[Stored data entries]
|---|
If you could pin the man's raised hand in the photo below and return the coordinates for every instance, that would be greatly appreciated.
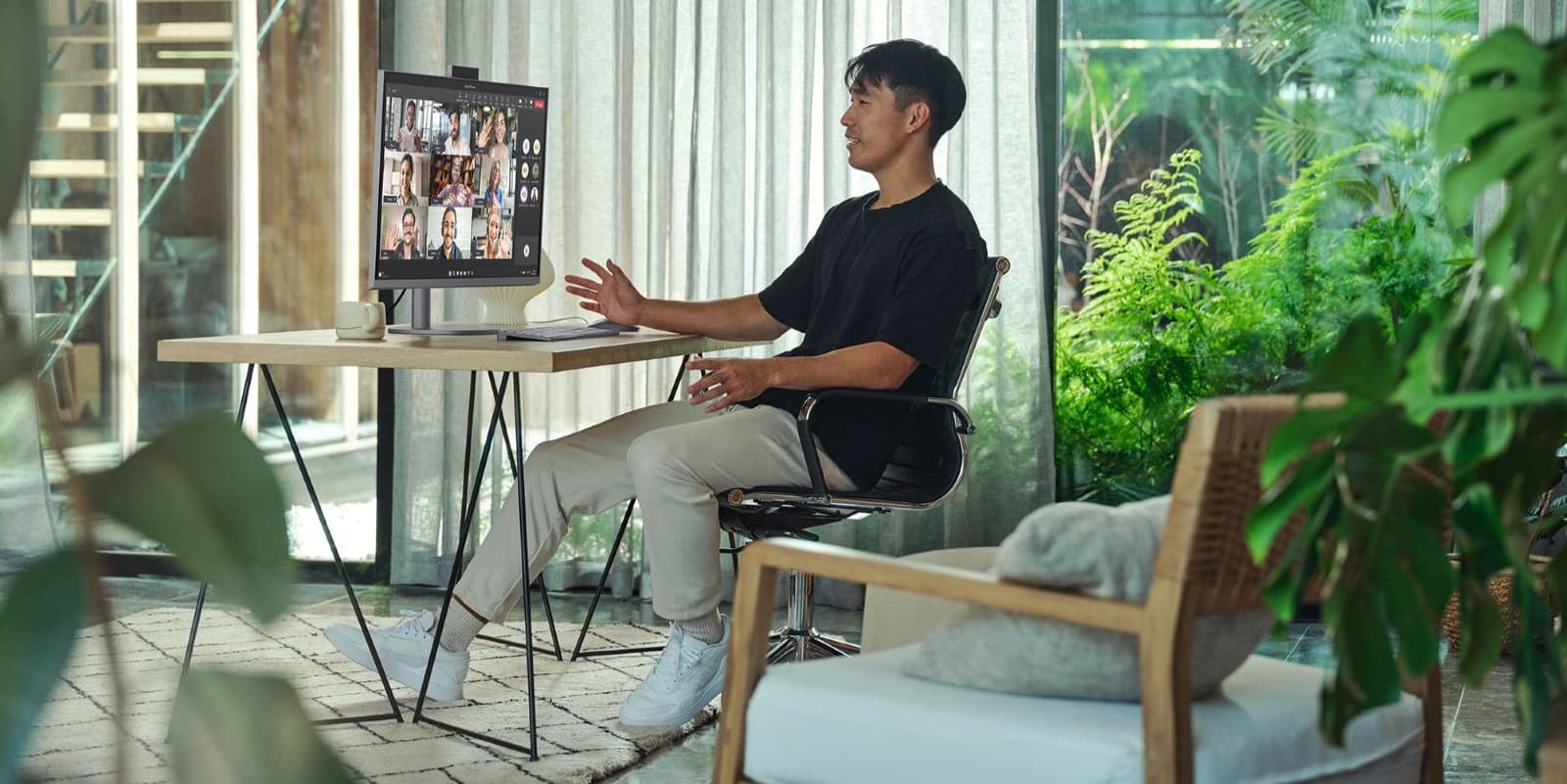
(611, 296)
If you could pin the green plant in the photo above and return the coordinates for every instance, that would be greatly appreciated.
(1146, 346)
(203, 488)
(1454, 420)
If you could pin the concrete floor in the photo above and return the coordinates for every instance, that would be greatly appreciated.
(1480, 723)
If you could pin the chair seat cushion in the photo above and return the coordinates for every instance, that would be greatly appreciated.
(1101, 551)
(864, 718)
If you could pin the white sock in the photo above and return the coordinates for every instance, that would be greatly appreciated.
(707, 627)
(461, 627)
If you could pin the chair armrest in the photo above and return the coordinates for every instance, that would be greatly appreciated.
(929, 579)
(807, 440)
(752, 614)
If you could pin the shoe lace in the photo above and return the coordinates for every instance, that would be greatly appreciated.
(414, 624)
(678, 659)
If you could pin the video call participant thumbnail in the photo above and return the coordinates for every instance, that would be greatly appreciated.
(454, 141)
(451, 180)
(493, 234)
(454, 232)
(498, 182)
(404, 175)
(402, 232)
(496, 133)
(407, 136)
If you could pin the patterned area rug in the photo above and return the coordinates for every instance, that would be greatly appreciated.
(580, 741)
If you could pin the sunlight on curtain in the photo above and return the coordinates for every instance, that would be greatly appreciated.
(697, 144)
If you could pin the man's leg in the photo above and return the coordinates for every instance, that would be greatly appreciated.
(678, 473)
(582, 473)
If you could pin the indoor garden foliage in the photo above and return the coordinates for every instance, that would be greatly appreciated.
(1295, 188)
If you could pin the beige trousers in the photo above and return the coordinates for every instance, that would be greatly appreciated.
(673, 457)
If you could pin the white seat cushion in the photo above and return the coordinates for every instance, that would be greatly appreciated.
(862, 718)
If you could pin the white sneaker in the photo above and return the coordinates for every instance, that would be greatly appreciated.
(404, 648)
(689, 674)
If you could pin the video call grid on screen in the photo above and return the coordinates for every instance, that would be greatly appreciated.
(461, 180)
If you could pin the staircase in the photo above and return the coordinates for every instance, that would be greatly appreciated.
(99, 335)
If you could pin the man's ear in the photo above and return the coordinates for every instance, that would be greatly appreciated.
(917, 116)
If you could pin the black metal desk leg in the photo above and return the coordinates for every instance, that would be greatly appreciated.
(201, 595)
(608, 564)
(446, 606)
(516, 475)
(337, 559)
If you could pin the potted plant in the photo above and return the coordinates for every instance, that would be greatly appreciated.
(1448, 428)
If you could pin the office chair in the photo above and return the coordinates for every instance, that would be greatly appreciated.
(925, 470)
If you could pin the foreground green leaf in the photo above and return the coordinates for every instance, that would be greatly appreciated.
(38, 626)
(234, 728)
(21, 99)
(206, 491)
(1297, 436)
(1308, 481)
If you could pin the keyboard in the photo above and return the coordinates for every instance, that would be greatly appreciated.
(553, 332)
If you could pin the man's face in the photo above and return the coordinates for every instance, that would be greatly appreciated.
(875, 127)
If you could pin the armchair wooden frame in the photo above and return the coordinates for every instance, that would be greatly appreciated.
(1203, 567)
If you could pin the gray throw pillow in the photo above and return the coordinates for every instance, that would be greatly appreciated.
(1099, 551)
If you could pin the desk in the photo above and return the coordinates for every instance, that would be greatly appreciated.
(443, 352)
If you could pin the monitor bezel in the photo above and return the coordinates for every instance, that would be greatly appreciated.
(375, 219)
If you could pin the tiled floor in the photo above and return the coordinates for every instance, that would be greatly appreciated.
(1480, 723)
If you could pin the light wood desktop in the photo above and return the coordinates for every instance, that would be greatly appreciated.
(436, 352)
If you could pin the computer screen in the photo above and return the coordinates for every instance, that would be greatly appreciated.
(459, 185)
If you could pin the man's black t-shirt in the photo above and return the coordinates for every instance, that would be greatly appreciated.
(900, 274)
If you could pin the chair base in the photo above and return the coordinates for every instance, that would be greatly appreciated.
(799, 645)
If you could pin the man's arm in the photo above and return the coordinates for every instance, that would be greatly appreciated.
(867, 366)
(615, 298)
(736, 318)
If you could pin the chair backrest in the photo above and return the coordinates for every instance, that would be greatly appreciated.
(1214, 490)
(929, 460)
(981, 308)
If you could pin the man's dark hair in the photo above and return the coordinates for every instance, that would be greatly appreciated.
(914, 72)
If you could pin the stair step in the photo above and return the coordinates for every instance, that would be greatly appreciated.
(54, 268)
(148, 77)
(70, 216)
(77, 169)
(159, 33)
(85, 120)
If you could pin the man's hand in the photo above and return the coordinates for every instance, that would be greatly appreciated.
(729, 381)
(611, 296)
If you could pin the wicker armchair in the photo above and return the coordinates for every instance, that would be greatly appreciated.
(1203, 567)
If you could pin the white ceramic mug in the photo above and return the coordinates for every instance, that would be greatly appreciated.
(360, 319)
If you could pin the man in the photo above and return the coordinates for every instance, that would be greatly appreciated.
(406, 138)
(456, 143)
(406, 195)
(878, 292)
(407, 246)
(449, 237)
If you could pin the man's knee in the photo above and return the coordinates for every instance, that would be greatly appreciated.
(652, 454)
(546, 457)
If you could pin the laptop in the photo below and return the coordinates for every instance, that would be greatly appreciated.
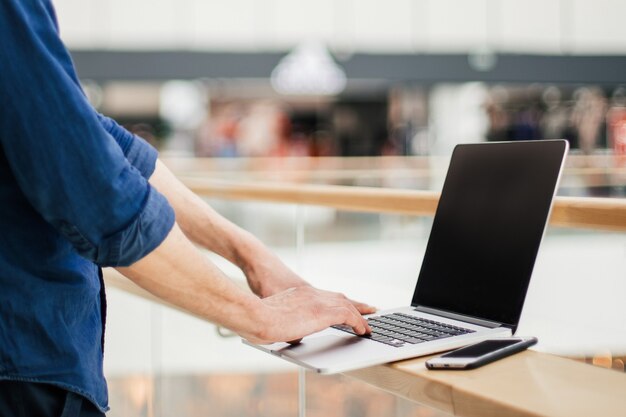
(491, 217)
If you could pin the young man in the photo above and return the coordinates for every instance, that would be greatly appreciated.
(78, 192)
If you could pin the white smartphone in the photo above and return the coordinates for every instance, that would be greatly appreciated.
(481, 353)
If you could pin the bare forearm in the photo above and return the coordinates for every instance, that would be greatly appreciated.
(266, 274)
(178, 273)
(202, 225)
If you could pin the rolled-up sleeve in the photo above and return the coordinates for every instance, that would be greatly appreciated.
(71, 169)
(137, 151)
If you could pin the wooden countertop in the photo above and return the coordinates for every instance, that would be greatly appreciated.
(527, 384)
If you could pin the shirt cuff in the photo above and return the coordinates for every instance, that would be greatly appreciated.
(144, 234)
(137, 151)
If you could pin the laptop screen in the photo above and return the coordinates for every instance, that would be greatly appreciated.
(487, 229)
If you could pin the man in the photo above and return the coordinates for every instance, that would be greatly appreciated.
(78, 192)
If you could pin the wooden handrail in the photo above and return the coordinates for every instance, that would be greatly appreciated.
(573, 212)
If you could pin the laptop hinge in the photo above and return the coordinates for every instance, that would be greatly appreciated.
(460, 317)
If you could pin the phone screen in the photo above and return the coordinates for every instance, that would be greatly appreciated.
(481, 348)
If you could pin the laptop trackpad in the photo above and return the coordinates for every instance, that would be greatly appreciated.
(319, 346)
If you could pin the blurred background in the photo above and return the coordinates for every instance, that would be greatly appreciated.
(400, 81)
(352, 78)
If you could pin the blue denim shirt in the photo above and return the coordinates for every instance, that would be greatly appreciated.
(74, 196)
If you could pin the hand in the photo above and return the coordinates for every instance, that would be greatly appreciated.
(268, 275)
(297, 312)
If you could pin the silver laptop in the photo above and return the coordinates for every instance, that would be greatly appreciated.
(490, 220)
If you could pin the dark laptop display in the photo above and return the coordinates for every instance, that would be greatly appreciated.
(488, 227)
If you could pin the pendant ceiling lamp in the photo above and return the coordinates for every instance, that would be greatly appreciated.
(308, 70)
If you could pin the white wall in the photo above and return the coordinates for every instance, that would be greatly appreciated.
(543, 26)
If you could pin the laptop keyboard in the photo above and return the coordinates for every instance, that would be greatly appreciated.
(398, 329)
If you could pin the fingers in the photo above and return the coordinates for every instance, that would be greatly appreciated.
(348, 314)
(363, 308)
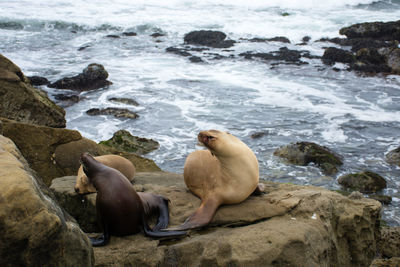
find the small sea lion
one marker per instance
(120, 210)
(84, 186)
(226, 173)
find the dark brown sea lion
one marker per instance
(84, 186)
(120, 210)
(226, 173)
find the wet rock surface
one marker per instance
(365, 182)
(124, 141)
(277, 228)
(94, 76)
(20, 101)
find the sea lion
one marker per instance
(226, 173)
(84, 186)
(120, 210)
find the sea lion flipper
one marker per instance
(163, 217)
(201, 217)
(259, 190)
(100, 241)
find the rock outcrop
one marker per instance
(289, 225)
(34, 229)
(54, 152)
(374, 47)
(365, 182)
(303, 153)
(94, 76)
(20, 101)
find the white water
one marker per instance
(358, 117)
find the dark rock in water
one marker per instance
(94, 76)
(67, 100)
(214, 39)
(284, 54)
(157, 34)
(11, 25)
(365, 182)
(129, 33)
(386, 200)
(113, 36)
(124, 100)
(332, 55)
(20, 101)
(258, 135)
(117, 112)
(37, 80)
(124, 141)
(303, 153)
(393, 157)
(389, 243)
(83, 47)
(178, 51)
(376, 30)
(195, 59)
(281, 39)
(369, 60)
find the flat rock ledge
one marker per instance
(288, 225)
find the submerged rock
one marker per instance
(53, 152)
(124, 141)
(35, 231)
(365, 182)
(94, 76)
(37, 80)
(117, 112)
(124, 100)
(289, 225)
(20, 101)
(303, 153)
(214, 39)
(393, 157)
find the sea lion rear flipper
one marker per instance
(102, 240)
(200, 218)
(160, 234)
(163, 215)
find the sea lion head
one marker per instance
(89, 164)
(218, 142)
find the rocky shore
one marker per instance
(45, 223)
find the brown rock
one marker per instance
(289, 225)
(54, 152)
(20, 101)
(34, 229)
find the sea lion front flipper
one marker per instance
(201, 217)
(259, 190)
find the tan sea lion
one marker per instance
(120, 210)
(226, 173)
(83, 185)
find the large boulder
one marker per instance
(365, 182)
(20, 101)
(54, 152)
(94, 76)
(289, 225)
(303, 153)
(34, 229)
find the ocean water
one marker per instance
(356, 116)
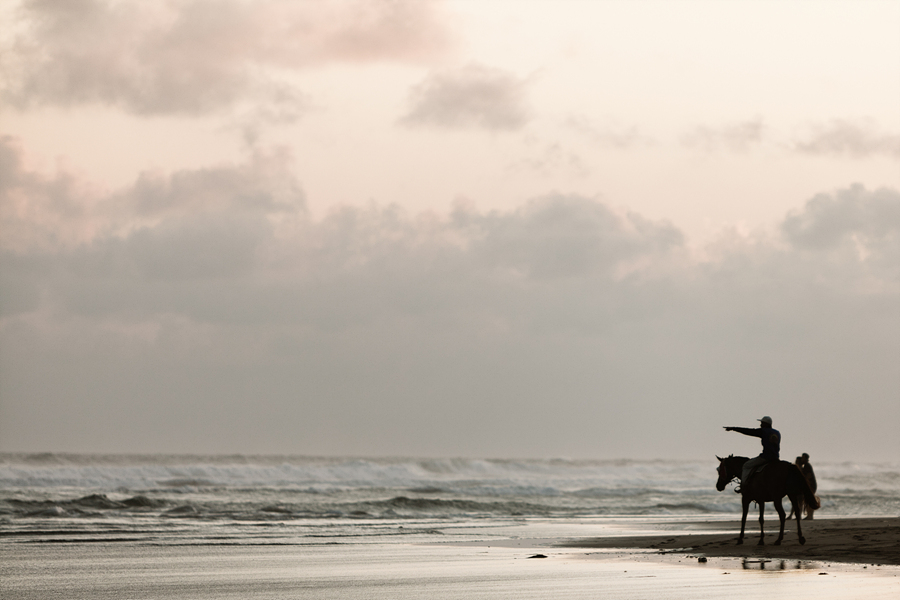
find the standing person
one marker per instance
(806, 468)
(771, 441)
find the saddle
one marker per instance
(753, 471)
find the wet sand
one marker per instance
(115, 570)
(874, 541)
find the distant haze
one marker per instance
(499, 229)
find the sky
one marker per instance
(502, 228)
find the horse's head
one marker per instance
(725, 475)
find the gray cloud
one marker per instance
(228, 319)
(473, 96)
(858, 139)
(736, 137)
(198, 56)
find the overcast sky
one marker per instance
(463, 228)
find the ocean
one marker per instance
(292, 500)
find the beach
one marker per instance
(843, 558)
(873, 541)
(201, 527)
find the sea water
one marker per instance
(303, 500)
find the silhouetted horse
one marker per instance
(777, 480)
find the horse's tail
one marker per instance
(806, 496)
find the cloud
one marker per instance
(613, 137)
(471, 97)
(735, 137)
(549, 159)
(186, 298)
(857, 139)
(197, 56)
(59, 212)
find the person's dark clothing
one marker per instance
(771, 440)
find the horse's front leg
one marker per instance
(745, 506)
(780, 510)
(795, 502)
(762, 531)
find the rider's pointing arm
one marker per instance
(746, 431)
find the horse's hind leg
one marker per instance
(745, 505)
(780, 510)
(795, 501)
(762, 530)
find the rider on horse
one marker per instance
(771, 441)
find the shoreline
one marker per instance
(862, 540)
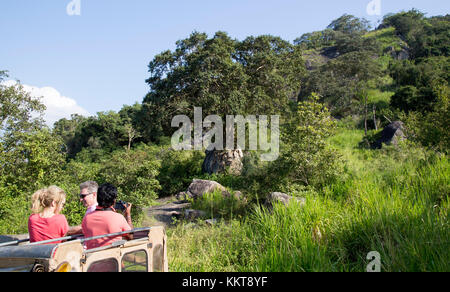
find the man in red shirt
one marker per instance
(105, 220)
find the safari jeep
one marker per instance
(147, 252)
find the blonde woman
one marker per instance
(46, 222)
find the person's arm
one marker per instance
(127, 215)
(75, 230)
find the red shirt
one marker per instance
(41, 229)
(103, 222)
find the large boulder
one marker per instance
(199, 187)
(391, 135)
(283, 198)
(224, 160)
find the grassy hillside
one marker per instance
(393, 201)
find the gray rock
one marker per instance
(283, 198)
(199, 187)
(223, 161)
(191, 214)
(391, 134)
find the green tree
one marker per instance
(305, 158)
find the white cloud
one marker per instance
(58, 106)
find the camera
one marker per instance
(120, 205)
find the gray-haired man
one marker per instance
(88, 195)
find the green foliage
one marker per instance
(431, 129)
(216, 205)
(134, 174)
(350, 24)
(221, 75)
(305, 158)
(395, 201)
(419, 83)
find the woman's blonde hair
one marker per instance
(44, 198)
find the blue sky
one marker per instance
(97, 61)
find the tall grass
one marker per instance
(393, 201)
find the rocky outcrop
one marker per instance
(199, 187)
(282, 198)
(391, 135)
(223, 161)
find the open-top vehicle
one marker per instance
|---|
Go through the entries above and copy each line with "lion" in it.

find the small sea lion
find the dark brown sea lion
find the sea lion
find the sea lion flipper
find the sea lion rear flipper
find the sea lion head
find the sea lion front flipper
find the tan sea lion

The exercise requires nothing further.